§ **RECORDED DATA**:

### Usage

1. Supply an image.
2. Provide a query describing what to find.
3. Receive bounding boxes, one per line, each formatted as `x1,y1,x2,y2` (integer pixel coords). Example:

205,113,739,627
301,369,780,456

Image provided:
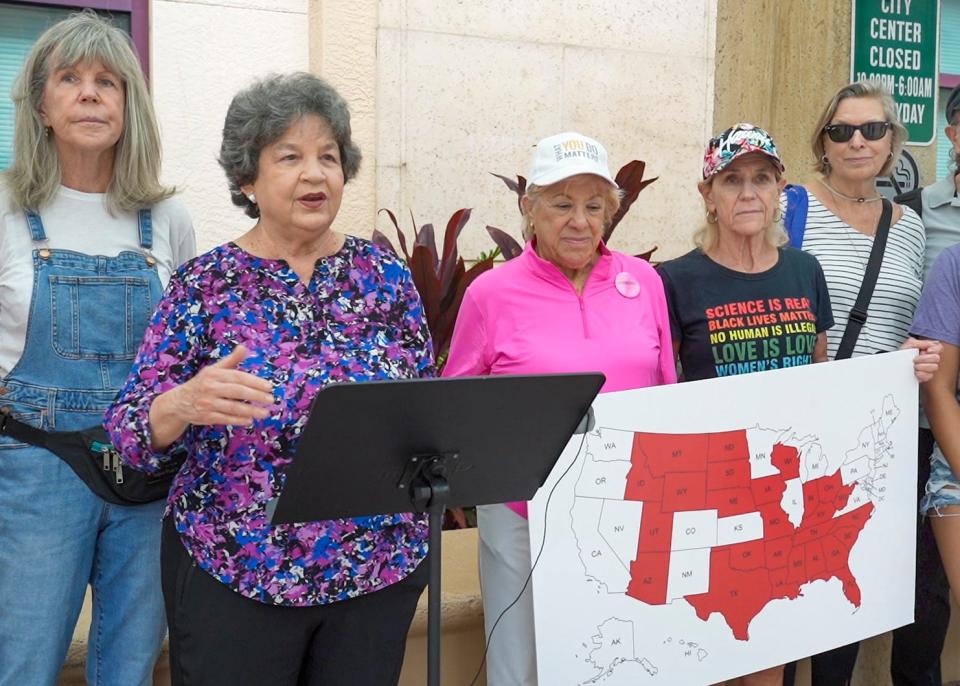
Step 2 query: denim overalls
0,210,165,686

§ **WHAT IS REQUIRED**: Copy all the rows above again, requests included and pictures left out, scaling every bounding box coordinate in the answers by 2.5 and rounding to whole numbers, with halves rounded up. Keep the numbers in the requests and their format samples unchanged.

§ **CORRECT RESULT**:
### Usage

1. Supply an image.
2. Provide a query describing what to find.
3. Receive bounding boxes, one per line, each formatted as `x1,y1,x2,y2` (integer pixel coords). Example:

205,113,739,627
301,369,780,456

Image provided:
Step 2 query: denim overalls
0,525,413,1715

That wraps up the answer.